◆ **DOCUMENT EXCERPT**:

__________

Basil (Ocimum spp.) is grown as an annual everywhere, although it may live for up to two years in frost-free climates. Multiple fungal diseases and a bacterial disease can cause spots on the leaves of container- and garden-grown basil. One of these fungal diseases is fairly new to basil, and has become a serious problem for basil growers all over the United States.
Downy mildew in basil was first noticed in 2007 in Florida. The fungus is brought into gardens on seeds and seedlings but can also be blown from garden to garden or plant to plant. This disease begins at the base of basil plants and moves up as it spreads. The first symptom is yellow areas on the leaves between major veins along with black and brown spots. As the disease progresses, the whole leaf may turn yellow. Purple-gray fungal spores form on the bottoms of infected leaves. Eventually, infected leaves drop and the whole plant begins to look unwell as though it is lacking in nutrients or has been sunburned.
Sweet basil (Ocimum basilicum) is highly susceptible, although red-leaved varieties (Ocimum basilicum purpurescens), 'Queenette' Thai basil (Ocimum basilicum 'Queenette') and 'Eleonora' (Ocimum basilicum 'Eleonora') are only moderately susceptible. Lemon and lime varieties (Ocimum citridorum) are also only moderately susceptible. 'Blue Spice', 'Blue Spice F1' and 'Spice' (Ocimum americanum hybrids) are less susceptible, but they look and taste quite different from sweet basil.
Other Leaf Spot Diseases
Three other fungal diseases, Alternaria spp., Cercospora spp. and Colletotrichum spp., cause black or dark brown spots on basil leaves but do not produce the purple-gray spores on the undersides of leaves. They are prevented and treated in the same way as downy mildew.
Bacterial leaf spot, also called basil shoot blight, produces watery brown or black spots with a yellow halo. Basil contracts bacterial leaf spot through wounds in the leaves or stems. Fungicides will not work on bacterial leaf spot. Pinch off infected plant parts right away and throw them in the trash.
All of these diseases are brought into the garden the same way as downy mildew.
Prevention and Treatment With Fungicides
To help prevent fungal diseases on container- and garden-grown basil before they start, begin spraying the basil with potassium bicarbonate fungicide when warm, humid weather is predicted. A common dilution rate is 2 teaspoons per gallon of water, but there are multiple potassium bicarbonate products on the market. Follow the manufacturer's instructions carefully.

__________

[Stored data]
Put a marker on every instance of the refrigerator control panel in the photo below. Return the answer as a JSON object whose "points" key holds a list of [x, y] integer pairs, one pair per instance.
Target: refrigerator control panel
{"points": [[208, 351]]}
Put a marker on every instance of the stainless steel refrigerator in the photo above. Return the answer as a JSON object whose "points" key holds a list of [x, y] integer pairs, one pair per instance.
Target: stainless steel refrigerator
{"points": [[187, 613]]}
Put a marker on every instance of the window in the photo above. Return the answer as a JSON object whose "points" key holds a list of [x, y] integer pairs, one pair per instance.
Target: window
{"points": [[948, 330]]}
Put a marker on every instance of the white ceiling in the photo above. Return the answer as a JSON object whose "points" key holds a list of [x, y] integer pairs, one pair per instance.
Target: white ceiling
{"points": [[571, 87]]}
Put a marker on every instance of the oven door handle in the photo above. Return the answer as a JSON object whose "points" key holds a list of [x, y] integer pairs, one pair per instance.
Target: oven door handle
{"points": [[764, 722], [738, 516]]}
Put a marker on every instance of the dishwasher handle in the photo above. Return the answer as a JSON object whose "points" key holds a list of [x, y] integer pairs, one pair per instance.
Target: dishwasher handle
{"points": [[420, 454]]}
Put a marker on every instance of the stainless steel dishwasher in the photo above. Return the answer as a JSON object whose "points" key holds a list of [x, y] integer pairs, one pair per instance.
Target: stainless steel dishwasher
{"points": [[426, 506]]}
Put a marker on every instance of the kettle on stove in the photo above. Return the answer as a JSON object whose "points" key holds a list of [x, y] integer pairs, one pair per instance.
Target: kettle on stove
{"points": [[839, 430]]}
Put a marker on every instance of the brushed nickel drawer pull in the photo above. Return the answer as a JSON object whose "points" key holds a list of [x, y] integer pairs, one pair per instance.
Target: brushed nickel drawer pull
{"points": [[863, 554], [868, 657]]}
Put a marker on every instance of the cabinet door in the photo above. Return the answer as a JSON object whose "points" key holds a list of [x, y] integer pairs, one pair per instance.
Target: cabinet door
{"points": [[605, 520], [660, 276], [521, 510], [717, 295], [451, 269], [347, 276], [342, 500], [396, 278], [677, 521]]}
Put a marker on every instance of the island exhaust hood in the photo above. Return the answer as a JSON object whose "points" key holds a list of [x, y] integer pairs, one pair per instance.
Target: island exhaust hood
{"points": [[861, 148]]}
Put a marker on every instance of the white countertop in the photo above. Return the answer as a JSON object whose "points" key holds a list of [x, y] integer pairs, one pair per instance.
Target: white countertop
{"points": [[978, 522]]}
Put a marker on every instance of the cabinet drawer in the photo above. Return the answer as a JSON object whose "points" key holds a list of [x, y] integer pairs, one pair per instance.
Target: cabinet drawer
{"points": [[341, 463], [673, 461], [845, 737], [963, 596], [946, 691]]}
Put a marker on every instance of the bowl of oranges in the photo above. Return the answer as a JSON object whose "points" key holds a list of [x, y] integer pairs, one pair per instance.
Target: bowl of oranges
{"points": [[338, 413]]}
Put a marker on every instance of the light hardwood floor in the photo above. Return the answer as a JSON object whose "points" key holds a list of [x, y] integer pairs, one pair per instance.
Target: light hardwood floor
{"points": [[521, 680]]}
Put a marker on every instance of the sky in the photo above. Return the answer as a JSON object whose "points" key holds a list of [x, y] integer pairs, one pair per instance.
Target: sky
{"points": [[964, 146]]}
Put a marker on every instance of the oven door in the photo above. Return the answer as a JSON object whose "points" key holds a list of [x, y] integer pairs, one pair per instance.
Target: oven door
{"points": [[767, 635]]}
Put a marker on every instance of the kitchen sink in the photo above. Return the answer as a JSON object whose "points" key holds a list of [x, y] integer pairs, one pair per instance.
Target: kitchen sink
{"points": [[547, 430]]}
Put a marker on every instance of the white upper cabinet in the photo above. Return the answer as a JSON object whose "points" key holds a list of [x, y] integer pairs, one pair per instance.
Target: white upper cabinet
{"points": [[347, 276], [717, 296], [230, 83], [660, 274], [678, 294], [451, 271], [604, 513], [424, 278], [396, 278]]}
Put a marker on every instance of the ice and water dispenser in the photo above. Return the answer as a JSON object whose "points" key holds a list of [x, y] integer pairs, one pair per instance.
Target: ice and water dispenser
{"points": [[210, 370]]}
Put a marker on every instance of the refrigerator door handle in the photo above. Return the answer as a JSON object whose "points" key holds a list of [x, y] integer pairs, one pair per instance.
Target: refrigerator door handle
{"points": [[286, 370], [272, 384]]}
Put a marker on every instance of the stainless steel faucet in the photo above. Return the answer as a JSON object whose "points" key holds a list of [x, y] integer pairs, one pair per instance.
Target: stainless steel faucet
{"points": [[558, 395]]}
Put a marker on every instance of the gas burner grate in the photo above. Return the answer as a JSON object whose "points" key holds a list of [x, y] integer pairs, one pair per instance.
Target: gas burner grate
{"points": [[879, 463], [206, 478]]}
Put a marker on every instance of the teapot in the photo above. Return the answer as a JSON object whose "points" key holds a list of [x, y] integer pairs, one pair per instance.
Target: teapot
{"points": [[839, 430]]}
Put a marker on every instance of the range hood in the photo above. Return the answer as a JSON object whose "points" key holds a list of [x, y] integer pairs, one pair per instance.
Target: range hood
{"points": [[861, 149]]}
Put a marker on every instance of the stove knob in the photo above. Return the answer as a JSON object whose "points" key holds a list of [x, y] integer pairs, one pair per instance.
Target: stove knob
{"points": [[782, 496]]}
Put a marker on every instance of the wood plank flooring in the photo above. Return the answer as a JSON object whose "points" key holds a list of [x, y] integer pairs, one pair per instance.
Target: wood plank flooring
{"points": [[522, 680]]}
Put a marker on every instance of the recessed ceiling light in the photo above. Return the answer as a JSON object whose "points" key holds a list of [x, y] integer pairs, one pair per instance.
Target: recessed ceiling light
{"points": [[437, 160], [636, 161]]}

__________

◆ **EXERCISES**:
1. Answer these questions using the basil disease article:
(a) When and where was downy mildew in basil first noticed?
(b) How does basil contract bacterial leaf spot?
(c) What is a common dilution rate for potassium bicarbonate fungicide?
2. Can you reproduce the basil disease article word for word, from "Downy mildew in" down to "has been sunburned."?
3. Proceed with the basil disease article, picking up after its final sentence.

◆ **RESPONSES PER TASK**:
1.
(a) In 2007, in Florida.
(b) Through wounds in the leaves or stems.
(c) 2 teaspoons per gallon of water.

2.
Downy mildew in basil was first noticed in 2007 in Florida. The fungus is brought into gardens on seeds and seedlings but can also be blown from garden to garden or plant to plant. This disease begins at the base of basil plants and moves up as it spreads. The first symptom is yellow areas on the leaves between major veins along with black and brown spots. As the disease progresses, the whole leaf may turn yellow. Purple-gray fungal spores form on the bottoms of infected leaves. Eventually, infected leaves drop and the whole plant begins to look unwell as though it is lacking in nutrients or has been sunburned.

3.
Mix it up in a hand-held or hand-pump pressure sprayer and spray the basil plants, thoroughly coating the tops and bottoms of the leaves as well as the stems. Wear protective eyewear, clothing and gloves and be careful not to inhale the fungicide. If a container-grown basil plant is being grown in an enclosed area, take it outdoors to a shady spot for treatment. Repeat treatments every seven to 10 days, as long as the weather remains warm and humid.
This fungicide treatment can be used to treat infected plants, but it is unlikely to be effective on severely infected plants. Remove infected leaves on plants that have just begun to show symptoms before treating with potassium bicarbonate. Remove and dispose of severely infected plants. Put infected leaves and plants in the trash.
Do not treat with regular baking soda. It will be ineffective and will leave behind a toxic salty residue.
Prevention Through Good Cultural Practices
Prevention is the key to beating these diseases.
Inspect seedlings before purchasing them and buy fresh seed each year rather than saving it from year to year. Wash your hands before handling the plants or seeds.
Give basil plenty of room and sunlight. Plant multiple plants far enough apart so they will have 6 inches of space between them when they reach their mature width. Increased air circulation helps the leaves stay dry and can help prevent the spread of disease from one plant to the other.
Water basil from below the leaves with a soaker hose or watering can. Water in the morning so leaves will dry throughout the day.
Remove infected plant parts immediately and place them in the garbage. Never put infected leaves and stems into a compost pile. Remove dead plant material and debris from around basil plants as soon as it is noticed.
Spread fresh mulch over the soil beneath garden basil plants to help keep fungal and bacterial spores from splashing up onto the plants when it rains.